--- PROVIDED RECORDS ---
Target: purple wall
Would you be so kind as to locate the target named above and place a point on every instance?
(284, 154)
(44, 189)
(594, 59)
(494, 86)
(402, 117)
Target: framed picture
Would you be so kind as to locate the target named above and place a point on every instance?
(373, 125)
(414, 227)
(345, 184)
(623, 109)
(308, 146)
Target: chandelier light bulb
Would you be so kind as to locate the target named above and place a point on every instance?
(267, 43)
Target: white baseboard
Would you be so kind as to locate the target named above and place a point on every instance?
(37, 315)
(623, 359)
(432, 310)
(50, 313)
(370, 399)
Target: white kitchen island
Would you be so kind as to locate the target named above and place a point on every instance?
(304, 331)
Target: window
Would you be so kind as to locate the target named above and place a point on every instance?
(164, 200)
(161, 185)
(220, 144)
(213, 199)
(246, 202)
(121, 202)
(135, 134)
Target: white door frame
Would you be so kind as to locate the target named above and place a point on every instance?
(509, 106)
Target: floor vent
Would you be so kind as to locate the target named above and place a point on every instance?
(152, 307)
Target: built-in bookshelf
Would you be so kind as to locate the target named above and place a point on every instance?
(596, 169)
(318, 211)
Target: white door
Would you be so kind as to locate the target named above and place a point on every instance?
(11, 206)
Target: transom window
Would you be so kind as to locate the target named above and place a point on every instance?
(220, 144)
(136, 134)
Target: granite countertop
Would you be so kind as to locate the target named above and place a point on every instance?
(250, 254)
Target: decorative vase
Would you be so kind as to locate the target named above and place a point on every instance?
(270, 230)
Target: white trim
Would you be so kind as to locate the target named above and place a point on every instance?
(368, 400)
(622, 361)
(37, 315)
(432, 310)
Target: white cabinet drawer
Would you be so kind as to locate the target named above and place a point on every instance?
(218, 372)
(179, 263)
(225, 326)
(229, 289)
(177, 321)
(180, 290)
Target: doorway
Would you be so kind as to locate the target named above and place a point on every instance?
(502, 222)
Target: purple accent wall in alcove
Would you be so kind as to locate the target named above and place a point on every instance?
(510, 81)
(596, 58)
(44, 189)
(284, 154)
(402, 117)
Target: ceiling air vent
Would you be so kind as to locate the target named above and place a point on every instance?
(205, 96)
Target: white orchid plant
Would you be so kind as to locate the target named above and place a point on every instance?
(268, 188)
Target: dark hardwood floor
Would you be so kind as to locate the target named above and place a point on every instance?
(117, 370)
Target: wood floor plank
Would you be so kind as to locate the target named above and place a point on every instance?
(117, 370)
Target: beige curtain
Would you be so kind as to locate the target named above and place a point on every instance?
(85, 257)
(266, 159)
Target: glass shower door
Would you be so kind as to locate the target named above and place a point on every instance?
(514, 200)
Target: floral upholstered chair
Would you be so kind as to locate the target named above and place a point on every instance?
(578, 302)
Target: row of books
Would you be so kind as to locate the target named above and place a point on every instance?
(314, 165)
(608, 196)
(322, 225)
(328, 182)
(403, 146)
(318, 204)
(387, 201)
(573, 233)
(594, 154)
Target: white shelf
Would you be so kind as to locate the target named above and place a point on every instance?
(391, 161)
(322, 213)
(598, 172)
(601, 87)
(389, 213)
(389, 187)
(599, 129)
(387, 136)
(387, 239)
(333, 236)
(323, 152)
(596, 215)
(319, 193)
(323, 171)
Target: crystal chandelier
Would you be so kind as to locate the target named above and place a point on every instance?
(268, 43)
---
YOUR GOAL
Repeat word for word every line from the one that holds "Target: ceiling air vent" to the end. Both ends count.

EXERCISE ANSWER
Target: ceiling air vent
Would you be so kind as to locate the target named above and place a point on every instance?
(205, 96)
Target: white orchid plant
Would you be so kind as to locate the target named above and place a point on every instance?
(268, 188)
Target: dark hardwood floor
Would you be so kind as to locate the target named above and place a point on every instance?
(117, 370)
Target: wood floor plank
Would you be so kind as to locate the target named above and place a point on every instance?
(117, 370)
Target: beige curtain
Would you be so kind as to locate the target named above and place a point on every instance?
(85, 257)
(266, 159)
Target: glass shower door
Would you be so kind as to locate the target named above and place a point on every instance?
(514, 200)
Target: floral upholstered chair
Would you be so kind as to locate the target named above and place a point on every instance?
(578, 302)
Target: row of books
Would you be so kind as to locate the target named above and place a point on every instance?
(314, 165)
(608, 196)
(322, 225)
(328, 182)
(403, 146)
(318, 204)
(387, 201)
(573, 233)
(594, 154)
Target: white shelf
Would you be so kind as to locate the target named above and place a point on every instance?
(391, 161)
(322, 213)
(598, 172)
(601, 87)
(389, 213)
(389, 187)
(599, 129)
(387, 136)
(387, 239)
(333, 236)
(323, 152)
(596, 215)
(319, 193)
(323, 171)
Target: crystal chandelier
Would you be so kind as to locate the target named above and place a point on every instance?
(268, 43)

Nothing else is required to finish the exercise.